Mercury NZ, an electricity generation and multi-product utility retailer, is moving early to integrate AI into customer-facing and operational systems. Paulo Gottgtroy, Head of Decision Science and Analytics at Mercury, says the company applies techniques from machine learning to generative AI across channel management, compliance monitoring, and service optimisation.
Gottgtroy is speaking at the upcoming Future Grid Summit in December, where senior leaders will debate how energy companies are harnessing AI and what risks need to be managed.
“We use AI in multiple areas to support customer services and retail operations,” Gottgtroy explains. “This includes to support channel management, quality and compliance management, as well as operational processes to support service offering, cross-sell, among others. We apply different AI techniques from traditional machine learning algorithms to generative AI techniques.”
In one application, the company can harness AI to identify customers in hardship earlier and provide them support – meaning that according to Gottgtroy the company has had no post-pay disconnections for customers since June 2024: a significant benchmark of success for our customer care programme.
Yet Mercury has deliberately drawn a line at delegating decisions entirely to algorithms. Gottgtroy stresses the primacy of human oversight, particularly in areas that touch pricing, hardship, or service disconnection.
“I think the main risk is using AI without human oversight. At Mercury, our people validate and make decisions based on insights generated by AI techniques. These techniques have helped us to understand customer circumstances better and then find solutions that suit their needs,” Gottgtroy told Energy Insights.
Many AI systems are “black boxes”, meaning that customer outcomes are determined by algorithms. To ensure privacy, Mercury embeds “privacy by design”, using Privacy Impact Assessments (PIAs), anonymisation, and encryption, alongside audits and data quality frameworks. Gottgtroy notes that all models are treated as decision-support tools rather than autonomous managers, and no decisions are made without human oversight.

**Goal:**
In the Mercury NZ article, what does Gottgtroy call the main risk of AI? The rows come from a separate source unrelated to the Mercury NZ article.

**Data listing:**
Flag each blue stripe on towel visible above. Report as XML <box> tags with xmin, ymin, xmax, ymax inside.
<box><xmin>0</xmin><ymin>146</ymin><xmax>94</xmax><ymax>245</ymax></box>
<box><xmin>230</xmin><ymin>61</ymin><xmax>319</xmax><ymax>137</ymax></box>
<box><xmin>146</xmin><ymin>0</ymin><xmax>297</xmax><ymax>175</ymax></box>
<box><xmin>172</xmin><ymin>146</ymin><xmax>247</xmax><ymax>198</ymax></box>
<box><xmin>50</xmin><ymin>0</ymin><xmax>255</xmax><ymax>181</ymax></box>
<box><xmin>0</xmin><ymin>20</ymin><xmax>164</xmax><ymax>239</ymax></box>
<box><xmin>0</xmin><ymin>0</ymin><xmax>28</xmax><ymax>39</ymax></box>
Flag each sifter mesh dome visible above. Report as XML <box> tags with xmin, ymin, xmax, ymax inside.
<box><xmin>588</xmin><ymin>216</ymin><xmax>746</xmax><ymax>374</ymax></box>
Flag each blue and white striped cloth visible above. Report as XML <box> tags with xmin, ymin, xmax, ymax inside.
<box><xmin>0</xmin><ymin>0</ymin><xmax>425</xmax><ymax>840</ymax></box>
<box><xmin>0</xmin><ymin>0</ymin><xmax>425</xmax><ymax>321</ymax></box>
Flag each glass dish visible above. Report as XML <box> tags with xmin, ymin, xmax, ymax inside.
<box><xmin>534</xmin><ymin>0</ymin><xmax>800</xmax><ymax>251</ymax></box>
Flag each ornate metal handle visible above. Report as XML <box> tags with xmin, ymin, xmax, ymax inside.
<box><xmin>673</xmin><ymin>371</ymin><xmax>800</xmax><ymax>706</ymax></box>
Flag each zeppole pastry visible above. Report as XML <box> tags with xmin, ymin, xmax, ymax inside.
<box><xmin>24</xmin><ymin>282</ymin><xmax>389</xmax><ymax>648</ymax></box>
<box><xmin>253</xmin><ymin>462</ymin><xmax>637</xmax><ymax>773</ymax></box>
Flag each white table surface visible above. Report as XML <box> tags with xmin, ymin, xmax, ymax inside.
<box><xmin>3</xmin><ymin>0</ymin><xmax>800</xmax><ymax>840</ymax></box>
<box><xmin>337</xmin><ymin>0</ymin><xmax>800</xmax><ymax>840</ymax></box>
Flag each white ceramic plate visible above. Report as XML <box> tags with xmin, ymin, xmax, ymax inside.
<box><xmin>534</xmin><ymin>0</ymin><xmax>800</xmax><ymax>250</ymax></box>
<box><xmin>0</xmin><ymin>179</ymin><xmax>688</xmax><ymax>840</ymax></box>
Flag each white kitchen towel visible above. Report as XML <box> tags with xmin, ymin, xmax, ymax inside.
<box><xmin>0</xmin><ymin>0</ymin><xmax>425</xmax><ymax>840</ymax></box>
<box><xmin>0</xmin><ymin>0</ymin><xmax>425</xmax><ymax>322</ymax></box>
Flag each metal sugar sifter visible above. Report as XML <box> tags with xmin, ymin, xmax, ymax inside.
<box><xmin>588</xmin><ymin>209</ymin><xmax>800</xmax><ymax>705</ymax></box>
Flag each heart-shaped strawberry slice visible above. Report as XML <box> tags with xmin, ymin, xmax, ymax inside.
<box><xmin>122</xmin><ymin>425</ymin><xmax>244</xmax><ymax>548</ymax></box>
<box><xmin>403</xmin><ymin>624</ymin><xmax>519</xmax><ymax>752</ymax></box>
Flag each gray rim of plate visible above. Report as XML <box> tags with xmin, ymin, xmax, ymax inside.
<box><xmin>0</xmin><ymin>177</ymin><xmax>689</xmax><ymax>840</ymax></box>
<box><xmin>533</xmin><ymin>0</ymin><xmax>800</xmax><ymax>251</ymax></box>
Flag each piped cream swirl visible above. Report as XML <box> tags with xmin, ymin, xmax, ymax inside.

**Result for this task:**
Using AI without human oversight.